**Problem:** Print the lines below exactly, beginning with the one that contains "the dog's ear" and stopping after the last line.

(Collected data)
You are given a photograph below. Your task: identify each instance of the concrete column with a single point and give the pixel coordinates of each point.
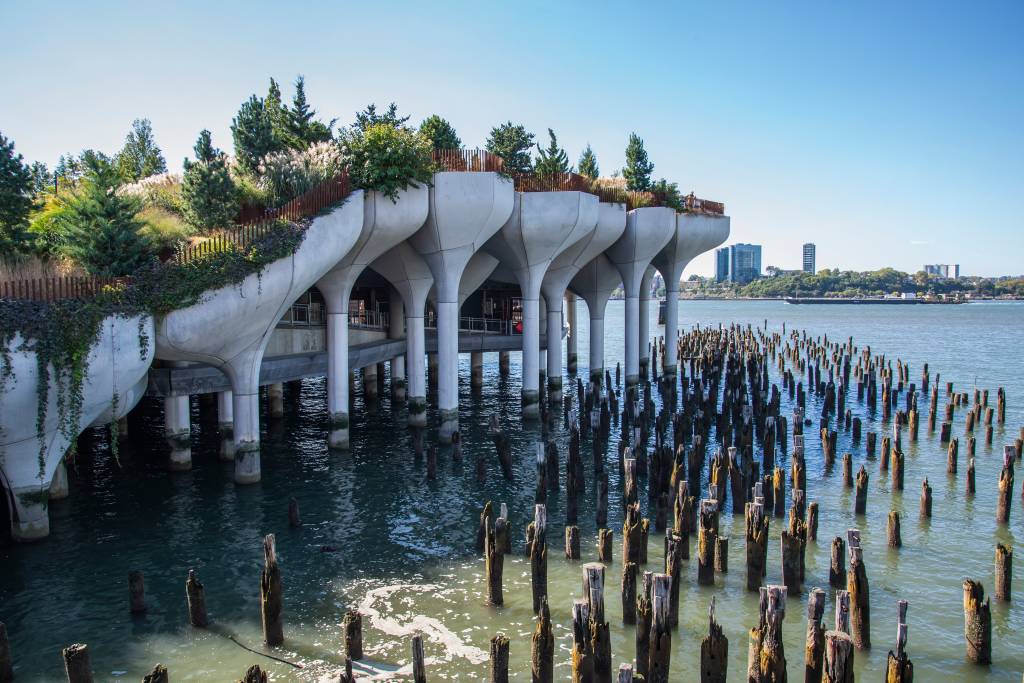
(632, 341)
(530, 358)
(178, 432)
(476, 369)
(225, 424)
(416, 350)
(396, 314)
(337, 378)
(58, 485)
(597, 350)
(275, 399)
(554, 360)
(573, 334)
(644, 338)
(245, 407)
(671, 329)
(29, 517)
(448, 378)
(370, 382)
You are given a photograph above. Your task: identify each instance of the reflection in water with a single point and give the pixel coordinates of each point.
(404, 545)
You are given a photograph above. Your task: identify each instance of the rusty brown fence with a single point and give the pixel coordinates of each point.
(468, 160)
(54, 289)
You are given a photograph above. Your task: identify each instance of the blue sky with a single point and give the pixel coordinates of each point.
(888, 133)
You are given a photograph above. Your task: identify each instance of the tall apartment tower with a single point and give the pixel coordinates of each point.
(809, 258)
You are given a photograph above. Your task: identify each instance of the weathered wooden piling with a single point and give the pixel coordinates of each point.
(892, 530)
(499, 659)
(856, 586)
(6, 660)
(542, 653)
(1004, 571)
(196, 597)
(977, 623)
(839, 658)
(714, 650)
(814, 642)
(419, 662)
(136, 592)
(270, 595)
(77, 664)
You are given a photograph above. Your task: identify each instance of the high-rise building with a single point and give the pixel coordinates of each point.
(737, 263)
(809, 251)
(945, 270)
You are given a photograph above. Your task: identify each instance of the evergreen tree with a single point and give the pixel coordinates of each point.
(638, 167)
(512, 142)
(552, 160)
(370, 117)
(100, 227)
(588, 164)
(440, 133)
(253, 134)
(15, 198)
(302, 124)
(207, 188)
(278, 114)
(669, 191)
(140, 157)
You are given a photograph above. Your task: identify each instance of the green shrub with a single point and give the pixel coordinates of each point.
(388, 159)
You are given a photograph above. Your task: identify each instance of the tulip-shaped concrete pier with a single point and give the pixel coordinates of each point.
(594, 284)
(542, 225)
(695, 233)
(116, 379)
(465, 210)
(647, 230)
(610, 224)
(230, 327)
(410, 275)
(386, 222)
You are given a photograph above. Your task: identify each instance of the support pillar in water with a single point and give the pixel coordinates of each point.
(177, 430)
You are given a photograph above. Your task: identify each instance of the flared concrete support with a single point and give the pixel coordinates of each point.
(225, 424)
(647, 231)
(465, 210)
(116, 368)
(644, 327)
(476, 370)
(275, 399)
(542, 226)
(572, 338)
(177, 431)
(595, 283)
(694, 235)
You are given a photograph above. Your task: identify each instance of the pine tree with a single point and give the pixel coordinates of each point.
(207, 187)
(512, 142)
(100, 226)
(552, 160)
(638, 167)
(15, 198)
(140, 157)
(252, 130)
(588, 164)
(440, 133)
(303, 127)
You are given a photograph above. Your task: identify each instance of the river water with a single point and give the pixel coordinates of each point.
(401, 547)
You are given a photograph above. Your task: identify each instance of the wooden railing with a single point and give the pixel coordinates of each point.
(468, 160)
(303, 206)
(54, 289)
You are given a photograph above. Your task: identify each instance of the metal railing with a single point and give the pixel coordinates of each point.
(55, 289)
(468, 160)
(305, 205)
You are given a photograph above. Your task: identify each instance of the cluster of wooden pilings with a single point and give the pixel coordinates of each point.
(722, 384)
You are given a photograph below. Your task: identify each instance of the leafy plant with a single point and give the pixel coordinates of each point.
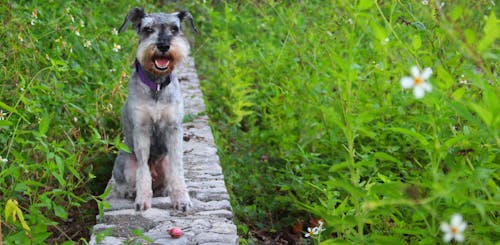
(328, 132)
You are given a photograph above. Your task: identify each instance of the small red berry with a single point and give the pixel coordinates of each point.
(175, 232)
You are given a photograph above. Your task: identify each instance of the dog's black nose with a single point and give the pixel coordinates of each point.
(163, 47)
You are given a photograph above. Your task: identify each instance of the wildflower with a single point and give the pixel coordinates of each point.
(87, 43)
(418, 81)
(455, 229)
(463, 80)
(312, 231)
(34, 17)
(320, 226)
(116, 47)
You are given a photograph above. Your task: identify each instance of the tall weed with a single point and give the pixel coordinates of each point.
(328, 132)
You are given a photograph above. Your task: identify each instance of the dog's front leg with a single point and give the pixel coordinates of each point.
(175, 169)
(142, 138)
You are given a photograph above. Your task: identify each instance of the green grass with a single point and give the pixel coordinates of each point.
(312, 122)
(305, 103)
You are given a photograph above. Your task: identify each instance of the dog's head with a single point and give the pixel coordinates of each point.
(162, 43)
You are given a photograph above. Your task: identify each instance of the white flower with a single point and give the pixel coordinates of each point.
(418, 81)
(455, 229)
(87, 43)
(116, 47)
(312, 231)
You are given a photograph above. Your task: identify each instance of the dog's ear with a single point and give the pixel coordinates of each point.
(183, 15)
(135, 16)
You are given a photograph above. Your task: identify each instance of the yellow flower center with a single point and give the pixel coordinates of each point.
(418, 80)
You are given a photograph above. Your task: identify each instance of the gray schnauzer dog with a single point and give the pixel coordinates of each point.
(152, 115)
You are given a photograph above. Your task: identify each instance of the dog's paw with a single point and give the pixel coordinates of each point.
(143, 201)
(181, 200)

**Task result:**
You are given a photograph above. Your task: identify each instance of the dog's ear with a single point and give the pixel coordinates of each point.
(183, 15)
(135, 16)
You are given a photograph above. Your task: identify each instance of the yellow flower center with a single point and give the pixel coordinates of each point.
(418, 80)
You are given a photograph above. Your task: identify each instance of the gray schnauzer dog with a single point and give the pixel coordinates of each point.
(152, 115)
You are given a photograph above. Your task: identify each instance of the dog's paw with a single point and give the pixel coordinates of each point.
(143, 201)
(181, 200)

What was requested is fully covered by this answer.